:: Teks Dokumen ::
04 October 2011

Neoliberalisme : Penjarahan Kelas Elit !


Oleh : Yanu Endar Prasetyo

“Di alam Neoliberalisasi, buruh yang mudah dipecat (disposable labour) merupakan figur  utamanya”
(Harvey, 2009:285)

“Neoliberalisme menginginkan peran negara dibatasi dalam pasar. Akan tetapi, sesungguhnya negara itulah sebagai pusat dari sistem kapitalis modern ini, karena dialah yang dengan murah hati mengeluarkan kebijakan yang selalu menguntungkan korporasi besar”
(Noam Chomsky)


Sebagai sebuah praktek pembangunan, Neoliberalisasi memang memberikan dampak keberhasilan yang sangat besar, khususnya bagi lapisan atas atau kelas elit. Bagaimana tidak, Neoliberalisasi ini telah berhasil memberi ruang bagi terbangunnya kembali kelas-kelas kapitalis baru. Lihatlah Neoliberalisasi yang berlangsung di China, bagaimana kesenjangan antara kelas elit (partai penguasa dan korporasi) dengan kelas buruh justru semakin mencolok. Tengoklah – bahkan di Indonesia sendiri – bagaimana industri media dimonopoli oleh segelintir orang atau korporasi super kaya, sehingga memungkinkan mereka untuk menyebarluaskan agenda-agenda tersembunyi dari kelas elit tersebut. Pesatnya pertumbuhan sektor keuangan dan jasa keuangan seringkali digembar-gemborkan sebagai kesuksesan Neoliberalisme. Bisa kita lihat, kota-kota yang menjadi pusat keuangan dan komando bisnis global (Manhattan, Tokyo, London, Paris, Frankfurt, Hong Kong, Shanghai, dll) telah menjadi daerah yang berlimpah kekayaan dan teramat megah dengan ribuan gedung pencakar langitnya. Di lantai gedung-gedung megah inilah berlangsung perdagangan antar lantai yang menghasilkan kekayaan fiktif nan berlimpah. Sebuah bisnis spekulatif telah berkembang pesat. Namun, siapa yang menikmati semua keberhasilan itu?

:: Langkah yang Diperlukan ::
1: Tuliskan kembali tanpa perubahan bagian tulisan tentang neoliberalisme di atas, mulai dari kata-kata yang memuat "Neoliberalisme : Penjarahan" sampai kata-kata "(Noam Chomsky)".
2: Pilih setiap baris dalam catatan di bawah yang memuat kata "green". Huruf besar dan kecil dibedakan.

(Baris dataset tentang letak objek)
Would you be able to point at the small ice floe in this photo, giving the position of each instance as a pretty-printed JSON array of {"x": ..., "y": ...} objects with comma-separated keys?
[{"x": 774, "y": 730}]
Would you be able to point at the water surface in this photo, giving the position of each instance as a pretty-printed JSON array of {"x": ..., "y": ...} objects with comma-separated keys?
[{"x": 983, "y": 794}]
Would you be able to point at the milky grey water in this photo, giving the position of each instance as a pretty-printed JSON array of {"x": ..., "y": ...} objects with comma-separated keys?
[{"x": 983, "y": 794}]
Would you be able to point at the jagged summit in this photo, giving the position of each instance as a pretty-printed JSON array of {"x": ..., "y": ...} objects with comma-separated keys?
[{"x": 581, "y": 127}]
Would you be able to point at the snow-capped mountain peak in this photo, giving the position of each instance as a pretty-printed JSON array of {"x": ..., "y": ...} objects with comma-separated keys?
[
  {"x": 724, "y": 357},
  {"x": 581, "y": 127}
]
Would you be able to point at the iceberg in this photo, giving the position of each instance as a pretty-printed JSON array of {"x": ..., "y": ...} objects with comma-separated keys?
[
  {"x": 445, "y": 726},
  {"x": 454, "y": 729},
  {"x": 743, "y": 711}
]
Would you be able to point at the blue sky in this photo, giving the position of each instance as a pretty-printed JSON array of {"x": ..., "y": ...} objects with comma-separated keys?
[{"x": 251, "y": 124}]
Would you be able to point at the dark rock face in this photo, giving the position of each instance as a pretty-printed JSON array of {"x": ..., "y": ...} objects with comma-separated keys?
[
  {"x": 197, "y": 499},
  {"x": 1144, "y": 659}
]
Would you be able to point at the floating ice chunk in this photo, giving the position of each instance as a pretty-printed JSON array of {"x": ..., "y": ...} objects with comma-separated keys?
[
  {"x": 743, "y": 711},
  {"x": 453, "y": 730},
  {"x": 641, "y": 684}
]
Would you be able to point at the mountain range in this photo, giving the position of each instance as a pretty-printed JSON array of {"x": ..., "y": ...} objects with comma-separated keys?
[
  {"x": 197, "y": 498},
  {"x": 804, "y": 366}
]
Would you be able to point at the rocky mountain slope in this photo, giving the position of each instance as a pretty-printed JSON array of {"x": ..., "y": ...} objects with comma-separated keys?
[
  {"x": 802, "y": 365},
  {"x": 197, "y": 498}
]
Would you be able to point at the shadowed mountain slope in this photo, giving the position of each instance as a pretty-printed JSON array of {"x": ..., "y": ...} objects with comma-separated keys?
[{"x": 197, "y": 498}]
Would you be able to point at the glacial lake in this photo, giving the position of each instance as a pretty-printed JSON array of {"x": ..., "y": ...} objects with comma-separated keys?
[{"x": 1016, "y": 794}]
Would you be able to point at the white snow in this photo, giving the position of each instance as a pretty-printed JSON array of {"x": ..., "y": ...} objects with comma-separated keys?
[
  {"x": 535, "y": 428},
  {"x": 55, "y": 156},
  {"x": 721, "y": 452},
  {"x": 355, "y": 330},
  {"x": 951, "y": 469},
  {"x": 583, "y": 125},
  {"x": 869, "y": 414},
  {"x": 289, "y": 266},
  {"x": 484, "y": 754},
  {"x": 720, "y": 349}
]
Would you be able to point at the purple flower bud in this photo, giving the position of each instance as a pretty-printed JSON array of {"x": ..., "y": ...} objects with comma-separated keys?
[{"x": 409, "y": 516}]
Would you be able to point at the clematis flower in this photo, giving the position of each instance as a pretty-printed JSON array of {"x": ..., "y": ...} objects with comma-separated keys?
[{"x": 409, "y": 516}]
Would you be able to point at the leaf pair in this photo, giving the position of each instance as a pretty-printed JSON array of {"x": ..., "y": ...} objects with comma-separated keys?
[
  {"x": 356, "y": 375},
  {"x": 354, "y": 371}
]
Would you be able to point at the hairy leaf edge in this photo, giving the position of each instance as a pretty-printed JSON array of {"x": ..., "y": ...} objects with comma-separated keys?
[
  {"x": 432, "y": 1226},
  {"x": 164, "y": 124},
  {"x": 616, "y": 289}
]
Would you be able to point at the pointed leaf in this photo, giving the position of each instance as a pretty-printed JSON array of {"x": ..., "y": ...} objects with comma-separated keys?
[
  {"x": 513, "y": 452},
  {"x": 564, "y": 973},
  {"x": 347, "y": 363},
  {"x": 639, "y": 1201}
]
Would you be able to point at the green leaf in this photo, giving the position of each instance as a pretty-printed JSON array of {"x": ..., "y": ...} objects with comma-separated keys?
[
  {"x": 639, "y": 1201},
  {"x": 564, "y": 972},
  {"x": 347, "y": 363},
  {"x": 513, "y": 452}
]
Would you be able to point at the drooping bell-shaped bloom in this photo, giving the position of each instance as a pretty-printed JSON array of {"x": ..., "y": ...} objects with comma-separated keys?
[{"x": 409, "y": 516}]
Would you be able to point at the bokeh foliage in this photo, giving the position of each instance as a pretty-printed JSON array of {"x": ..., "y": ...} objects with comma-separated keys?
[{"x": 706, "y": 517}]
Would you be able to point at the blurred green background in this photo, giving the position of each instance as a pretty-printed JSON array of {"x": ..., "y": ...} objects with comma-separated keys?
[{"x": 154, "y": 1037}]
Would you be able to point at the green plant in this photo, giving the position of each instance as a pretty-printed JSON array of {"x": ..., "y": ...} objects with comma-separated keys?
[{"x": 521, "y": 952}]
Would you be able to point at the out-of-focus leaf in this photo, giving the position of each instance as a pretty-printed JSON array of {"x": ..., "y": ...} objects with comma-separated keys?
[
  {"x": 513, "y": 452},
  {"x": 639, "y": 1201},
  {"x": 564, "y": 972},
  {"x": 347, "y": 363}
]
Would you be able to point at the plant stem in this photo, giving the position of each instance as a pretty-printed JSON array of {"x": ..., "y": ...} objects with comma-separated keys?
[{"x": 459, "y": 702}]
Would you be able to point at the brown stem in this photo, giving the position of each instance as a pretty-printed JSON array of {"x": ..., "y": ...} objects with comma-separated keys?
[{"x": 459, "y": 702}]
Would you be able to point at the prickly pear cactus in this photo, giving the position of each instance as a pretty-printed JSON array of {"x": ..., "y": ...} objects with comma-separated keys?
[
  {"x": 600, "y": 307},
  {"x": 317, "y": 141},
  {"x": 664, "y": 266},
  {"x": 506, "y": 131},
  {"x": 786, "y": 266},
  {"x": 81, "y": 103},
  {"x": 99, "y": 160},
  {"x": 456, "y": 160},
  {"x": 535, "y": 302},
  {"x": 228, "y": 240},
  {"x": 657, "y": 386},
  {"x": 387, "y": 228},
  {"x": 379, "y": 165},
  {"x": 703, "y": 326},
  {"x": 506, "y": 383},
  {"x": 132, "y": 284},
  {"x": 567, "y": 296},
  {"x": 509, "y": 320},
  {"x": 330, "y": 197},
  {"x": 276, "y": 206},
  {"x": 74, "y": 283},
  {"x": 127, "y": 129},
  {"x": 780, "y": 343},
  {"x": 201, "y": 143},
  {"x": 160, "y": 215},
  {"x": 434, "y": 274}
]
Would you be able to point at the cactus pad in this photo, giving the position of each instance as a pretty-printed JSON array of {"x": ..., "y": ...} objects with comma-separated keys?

:: Daftar Jawaban ::
1:
Neoliberalisme : Penjarahan Kelas Elit !


Oleh : Yanu Endar Prasetyo

“Di alam Neoliberalisasi, buruh yang mudah dipecat (disposable labour) merupakan figur  utamanya”
(Harvey, 2009:285)

“Neoliberalisme menginginkan peran negara dibatasi dalam pasar. Akan tetapi, sesungguhnya negara itulah sebagai pusat dari sistem kapitalis modern ini, karena dialah yang dengan murah hati mengeluarkan kebijakan yang selalu menguntungkan korporasi besar”
(Noam Chomsky)

2:
Would you be able to point at the green leaf in this photo, giving the position of each instance as a pretty-printed JSON array of {"x": ..., "y": ...} objects with comma-separated keys?
Would you be able to point at the blurred green background in this photo, giving the position of each instance as a pretty-printed JSON array of {"x": ..., "y": ...} objects with comma-separated keys?
Would you be able to point at the green plant in this photo, giving the position of each instance as a pretty-printed JSON array of {"x": ..., "y": ...} objects with comma-separated keys?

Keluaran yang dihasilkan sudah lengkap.